## Aşağıdakileri tamamlayın:
#1 Okuma metninde adı geçen coğrafi yerler (ada, liman, bölge ve deniz adları) hangileridir? Hepsini sıralayın.
#2 Okuma metnine göre aşağıdaki soruları cevaplayın.
(a) Mondros Ateşkes Antlaşması hangi tarihte imzalandı?
(b) Antlaşmayı Osmanlı İmparatorluğu adına kim imzaladı?
(c) İşgal güçlerinin asıl amacı neydi?
#3 Okuma metnindeki "Yapılan bu antlaşma, Limni adasının Mondros Limanı’nda bulunan Agamemnon zırhlısında, 30 Ekim 1918 akşamı taraflarca imzalanmıştı." cümlesini İngilizceye çevirin.

## Okuma metni:

####################

Sevgili okurlarım, bu yazımla sizleri yüz yıl önce yok olmayla karşı karşıya kalmış bulunan Osmanlı İmparatorluğun küllerinden canlanarak hayat bulan, Türkiye Cumhuriyeti Devletimizin kuruluşuyla ilgili düşüncelerimi, siz okurlarımla paylaşmak istedim.
Osmanlı İmparatorluğunun girmiş olduğu Birinci Dünya Savaşının sona ermesiyle, ittifak devletlerinin yenilgisi sonrasında, Mondros Ateşkes Antlaşmasını imzalanmıştı. Bu antlaşmayı Osmanlı İmparatorluğu adına Bahriye Nazırı Rauf Bey ve İtilaf Devletleri ile yapılmıştı. Yapılan bu antlaşma, Limni adasının Mondros Limanı’nda bulunan Agamemnon zırhlısında, 30 Ekim 1918 akşamı taraflarca imzalanmıştı. Sebebine gelince, savaşı kaybeden ittifak devletleri içinde yer alan Osmanlı İmparatorluğuna, çok ağır yaptırımlar bu antlaşmada yer almıştı. Bu antlaşmaya göre fiilen Osmanlı İmparatorluğu parçalanıp paylaşılacağının göstergesi olmuştu. Bu Antlaşmayla Osman Devleti’nin etki alanını kısıtlamıştır. Antlaşmada yer alan hükümler gereğince, Osmanlı İmparatorluğu fiilen yok sayılmış ve geriye tamamen savunmasız bir Anadolu kalmıştı.
İtilaf Devletlerinin bu dayatması sonucunda, Osmanlı İmparatorluğunu tarihin derinliklerine gömülmüş oldu. Anadolu’nun çeşitli semtlerinde iç isyanlar başlatıldı. İmparatorluğun acizliğinin belli oluşu, İtilaf Devletlerini harekete geçirmiş oldu. Anadolu’da yeni bu oluşumlar peşinde koşanlarla birlikte, işbirliği yapan ayrıcalıklı güçler iş kalcılarla birlikte, eşkıyalık yapmaya başladılar. İsyancıların ve eşkıyaların başlatmış oldukları hareketler, işgalcileri fazlasıyla iştahlandırdı. İşkâl güçleri bu isyanları bahane ederek padişahı sıkıştırmaya başlamış oldular. Padişaha, ya bu isyanlar durdurulur ya da biz durdurmasını biliriz tehdidinde bulundular. Bunların asıl amaçları, çıkarılmış olan bu isyanlardan yararlanarak, Karadeniz üzerinden Anadolu’yu kuşatmak ve Türk halkını esir almaktı.

####################

## Veri içeriği:
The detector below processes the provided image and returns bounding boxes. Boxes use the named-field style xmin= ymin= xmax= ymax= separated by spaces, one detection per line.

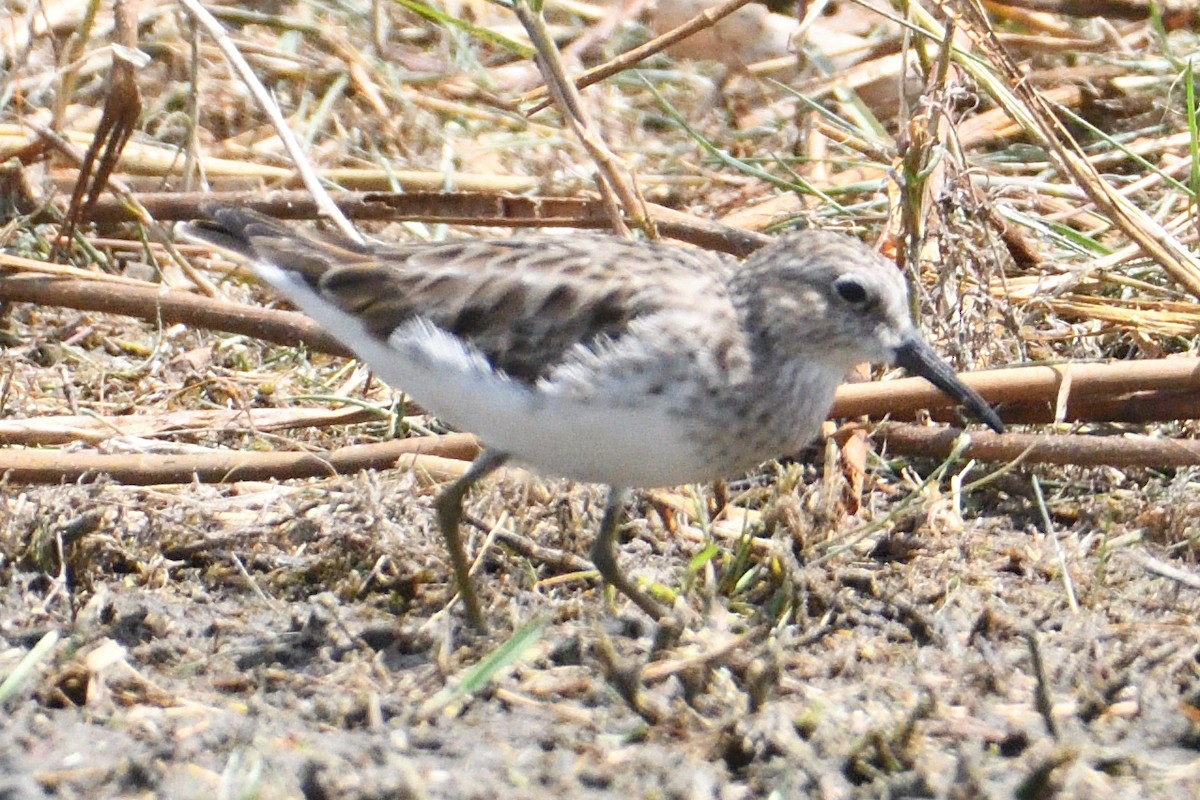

####################

## Görev yanıtları:
#1 Limni adası, Mondros Limanı, Anadolu, Karadeniz

#2
(a) 30 Ekim 1918 akşamı.
(b) Bahriye Nazırı Rauf Bey.
(c) Karadeniz üzerinden Anadolu'yu kuşatmak ve Türk halkını esir almak.

#3 This agreement was signed by the parties on the evening of October 30, 1918, aboard the battleship Agamemnon, which was in Mondros Harbor on the island of Limni.